— WORK TO COMPLETE —
Can you rewrite the paragraph beginning "Oil on light card" in the auction listing below as a brief list of its main facts?

Alexej von Jawlensky - Variation - image-1

Lot 313 Dα

Alexej von Jawlensky - Variation

Auction 1070 - overview Cologne
03.06.2016, 18:00 - Modern Art
Estimate: 150.000 € - 200.000 €
Result: 115.000 € (incl. premium)

Alexej von Jawlensky

Variation
Circa 1916

Oil on light card, mounted on card support 32.6 x 25 cm (45 x 36.5 cm) Framed under glass. Monogrammed 'A.J.' in blue lower left. - As is quite often the case with the "Variationen", work process-related drawing pin holes to the upper corners, partially old colour additions to the margins.

— GIVEN RECORDS —

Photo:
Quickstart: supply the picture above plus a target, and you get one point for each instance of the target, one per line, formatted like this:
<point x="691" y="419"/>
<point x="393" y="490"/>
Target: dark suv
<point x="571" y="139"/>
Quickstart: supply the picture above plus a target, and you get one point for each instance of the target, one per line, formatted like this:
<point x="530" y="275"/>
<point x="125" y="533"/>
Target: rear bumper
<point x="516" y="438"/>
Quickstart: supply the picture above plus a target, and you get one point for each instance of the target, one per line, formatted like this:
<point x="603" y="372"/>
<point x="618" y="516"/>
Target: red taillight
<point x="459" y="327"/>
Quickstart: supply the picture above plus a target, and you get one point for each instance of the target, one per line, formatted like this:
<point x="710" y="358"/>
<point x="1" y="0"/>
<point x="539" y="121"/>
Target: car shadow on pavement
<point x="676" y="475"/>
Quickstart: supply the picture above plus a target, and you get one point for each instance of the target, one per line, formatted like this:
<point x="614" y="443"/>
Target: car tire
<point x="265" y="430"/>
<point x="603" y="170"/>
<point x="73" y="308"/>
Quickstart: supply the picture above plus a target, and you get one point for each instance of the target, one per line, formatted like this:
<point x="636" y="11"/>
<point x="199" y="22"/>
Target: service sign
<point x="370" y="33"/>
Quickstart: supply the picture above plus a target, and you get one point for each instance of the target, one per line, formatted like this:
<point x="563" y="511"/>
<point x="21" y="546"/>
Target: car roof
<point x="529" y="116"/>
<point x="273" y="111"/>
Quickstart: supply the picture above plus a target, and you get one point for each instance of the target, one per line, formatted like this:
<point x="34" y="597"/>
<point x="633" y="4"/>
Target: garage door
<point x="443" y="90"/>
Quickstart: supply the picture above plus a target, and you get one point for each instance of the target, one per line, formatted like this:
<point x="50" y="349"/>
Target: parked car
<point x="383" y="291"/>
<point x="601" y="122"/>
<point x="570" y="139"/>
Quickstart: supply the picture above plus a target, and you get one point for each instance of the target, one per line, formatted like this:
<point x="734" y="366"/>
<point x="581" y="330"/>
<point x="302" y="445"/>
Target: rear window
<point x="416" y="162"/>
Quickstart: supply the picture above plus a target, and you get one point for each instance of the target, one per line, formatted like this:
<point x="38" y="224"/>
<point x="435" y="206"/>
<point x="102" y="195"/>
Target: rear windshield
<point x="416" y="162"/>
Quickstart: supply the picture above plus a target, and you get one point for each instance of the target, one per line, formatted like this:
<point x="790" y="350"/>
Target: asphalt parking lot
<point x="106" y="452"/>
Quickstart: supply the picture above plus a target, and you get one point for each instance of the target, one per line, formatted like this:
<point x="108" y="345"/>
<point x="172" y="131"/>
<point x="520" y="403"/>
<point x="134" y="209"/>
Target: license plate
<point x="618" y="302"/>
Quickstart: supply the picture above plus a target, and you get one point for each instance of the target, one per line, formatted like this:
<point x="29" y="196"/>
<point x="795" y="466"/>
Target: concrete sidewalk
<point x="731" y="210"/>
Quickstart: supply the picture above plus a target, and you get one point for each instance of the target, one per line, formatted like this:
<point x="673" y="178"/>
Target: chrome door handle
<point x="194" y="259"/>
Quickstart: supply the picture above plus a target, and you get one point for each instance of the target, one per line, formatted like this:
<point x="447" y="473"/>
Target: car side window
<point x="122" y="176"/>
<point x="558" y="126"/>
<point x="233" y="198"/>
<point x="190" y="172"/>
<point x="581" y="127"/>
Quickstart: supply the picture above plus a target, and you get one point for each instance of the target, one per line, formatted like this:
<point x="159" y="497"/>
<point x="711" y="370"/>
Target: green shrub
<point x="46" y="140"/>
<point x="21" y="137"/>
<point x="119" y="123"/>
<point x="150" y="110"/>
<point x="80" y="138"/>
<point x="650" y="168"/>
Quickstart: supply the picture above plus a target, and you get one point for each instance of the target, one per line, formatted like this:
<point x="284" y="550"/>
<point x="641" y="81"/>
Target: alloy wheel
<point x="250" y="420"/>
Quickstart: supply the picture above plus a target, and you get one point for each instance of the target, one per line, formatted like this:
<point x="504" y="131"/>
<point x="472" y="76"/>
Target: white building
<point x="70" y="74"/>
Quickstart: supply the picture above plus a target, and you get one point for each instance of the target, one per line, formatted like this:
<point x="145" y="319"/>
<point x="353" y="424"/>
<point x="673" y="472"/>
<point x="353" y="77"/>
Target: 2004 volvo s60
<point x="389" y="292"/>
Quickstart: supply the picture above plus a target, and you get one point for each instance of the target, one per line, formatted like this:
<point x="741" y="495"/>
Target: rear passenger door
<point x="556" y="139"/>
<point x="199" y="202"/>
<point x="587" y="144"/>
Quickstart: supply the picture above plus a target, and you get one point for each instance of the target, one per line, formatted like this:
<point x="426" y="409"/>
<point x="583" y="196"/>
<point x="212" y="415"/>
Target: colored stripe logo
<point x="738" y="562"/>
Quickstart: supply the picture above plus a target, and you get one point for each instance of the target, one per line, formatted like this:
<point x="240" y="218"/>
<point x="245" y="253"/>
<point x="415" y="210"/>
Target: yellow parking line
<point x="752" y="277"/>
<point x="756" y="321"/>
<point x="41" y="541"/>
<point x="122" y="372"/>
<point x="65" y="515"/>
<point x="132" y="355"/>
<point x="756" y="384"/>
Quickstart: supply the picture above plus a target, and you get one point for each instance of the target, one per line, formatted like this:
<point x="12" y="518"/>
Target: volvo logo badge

— TASK RESULT —
- Medium: oil on light card, mounted on a card support
- Size: 32.6 x 25 cm (45 x 36.5 cm)
- Framing: framed under glass
- Signature: monogrammed "A.J." in blue, lower left
- Condition: drawing pin holes in the upper corners from the work process, which is common with the "Variationen," and some old color additions to the margins